Excerpt to read:
Bumps and Blemishes: Causes and Care of Sebaceous Hyperplasia

Written by Alexandra J. Zani

There are numerous skin anomalies that are observed with clients throughout the course of a professional’s practice. Identifying them, their underlying causes and possible remedies requires an understanding of the science of the skin, organs, and their disorders and diseases. Moreover, knowledge of performing a thorough assessment and possible reasons for the occurrence of various nodules, depressions, lesions, and pilosebaceous (hair follicle) abnormalities requires further study.
Sebaceous hyperplasia are small, yellowish growths that develop on the skin, normally on the face. It is one of many clinical forms of hyperplasia.1

 

EXPLORING HYPERPLASIA

 

First, it is important to understand hyperplasia, generally. The term hyperplasia (Greek, “hyper” meaning “over” and “plasis” meaning “formation”) is defined as the enlargement of an organ or tissue caused by an increase in the reproduction rate of cells. It is also referred to as hypergenesis, an increase in the amount of organic tissue resulting from cell proliferation. Hyperplasia occurs after a response to a stimulus whereby there is an increase in the number of normal cells due to increased demand.2 Hyperplasia may be physiological or pathological.

 

Physiological

 

Physiological hyperplasia is the normal response to a specific subject to regulatory control mechanisms such as hormones. Cells remain the same size, but increase in number. An example of stimuli would be a hormonal increase or growth factor, such as the female breast during puberty or in pregnancy for the proliferation of milk-secreting glandular cells in the breast. Hyperplasia occurs in the endometrium during the proliferation phase of a menstrual cycle. Another example is the proliferation of the basal layer in the epidermis to counteract skin loss or chronic inflammatory response, or to compensate damage or disease in other parts of the body.3

 

Pathological

 

Pathological hyperplasia occurs if there is an excess of hormone or growth factor stimuli during the presence of disease. such as in the prostate gland during aging. Hyperplasia in the endometrium is a result of a hormone producing an ovarian tumor. Hyperplasia of the breast manifests as hyperplastic lesions in the breast that may lead to a more abnormal pattern of growth, increasing cancer risk. Hyperplasia in adrenal glands manifests as pituitary tumors. Hyperplasia in parenchymal organs in acromegaly is abnormal growth of hands, feet, and face caused by overproduction of growth hormone by the pituitary gland.

Things to do:
- 1) Which section headings appear under the title of the hyperplasia article?
- 2) Transcribe the passage of the hyperplasia article between "Sebaceous hyperplasia are" and "physiological or pathological.", inclusive.
The data have no connection to the hyperplasia article.

Data:
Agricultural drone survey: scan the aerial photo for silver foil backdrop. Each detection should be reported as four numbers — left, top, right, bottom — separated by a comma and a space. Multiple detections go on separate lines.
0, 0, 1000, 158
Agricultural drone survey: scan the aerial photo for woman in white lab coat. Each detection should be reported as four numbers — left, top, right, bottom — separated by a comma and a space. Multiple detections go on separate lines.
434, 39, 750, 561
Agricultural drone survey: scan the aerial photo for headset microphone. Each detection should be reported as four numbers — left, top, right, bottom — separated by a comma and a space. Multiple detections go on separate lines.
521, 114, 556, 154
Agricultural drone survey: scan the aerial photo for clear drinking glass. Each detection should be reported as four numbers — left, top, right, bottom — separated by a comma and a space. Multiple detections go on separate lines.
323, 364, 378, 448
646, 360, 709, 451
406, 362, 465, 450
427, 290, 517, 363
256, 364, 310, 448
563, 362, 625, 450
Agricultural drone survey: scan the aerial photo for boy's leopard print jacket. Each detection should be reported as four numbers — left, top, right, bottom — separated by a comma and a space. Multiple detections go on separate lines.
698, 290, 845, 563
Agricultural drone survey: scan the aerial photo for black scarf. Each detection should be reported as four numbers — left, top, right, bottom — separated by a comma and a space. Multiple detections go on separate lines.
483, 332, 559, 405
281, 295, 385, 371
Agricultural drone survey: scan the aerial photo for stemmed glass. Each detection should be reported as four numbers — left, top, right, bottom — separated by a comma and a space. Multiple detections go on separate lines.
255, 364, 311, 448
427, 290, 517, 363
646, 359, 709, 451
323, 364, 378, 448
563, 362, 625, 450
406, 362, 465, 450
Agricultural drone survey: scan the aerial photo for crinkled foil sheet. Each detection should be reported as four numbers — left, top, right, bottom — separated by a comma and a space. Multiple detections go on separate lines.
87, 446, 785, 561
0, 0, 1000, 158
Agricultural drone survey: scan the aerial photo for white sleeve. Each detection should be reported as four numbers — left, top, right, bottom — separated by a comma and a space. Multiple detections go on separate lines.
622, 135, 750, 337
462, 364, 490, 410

Completed exercise:
- 1)
EXPLORING HYPERPLASIA
Physiological
Pathological

- 2)
Sebaceous hyperplasia are small, yellowish growths that develop on the skin, normally on the face. It is one of many clinical forms of hyperplasia.1

 

EXPLORING HYPERPLASIA

 

First, it is important to understand hyperplasia, generally. The term hyperplasia (Greek, “hyper” meaning “over” and “plasis” meaning “formation”) is defined as the enlargement of an organ or tissue caused by an increase in the reproduction rate of cells. It is also referred to as hypergenesis, an increase in the amount of organic tissue resulting from cell proliferation. Hyperplasia occurs after a response to a stimulus whereby there is an increase in the number of normal cells due to increased demand.2 Hyperplasia may be physiological or pathological.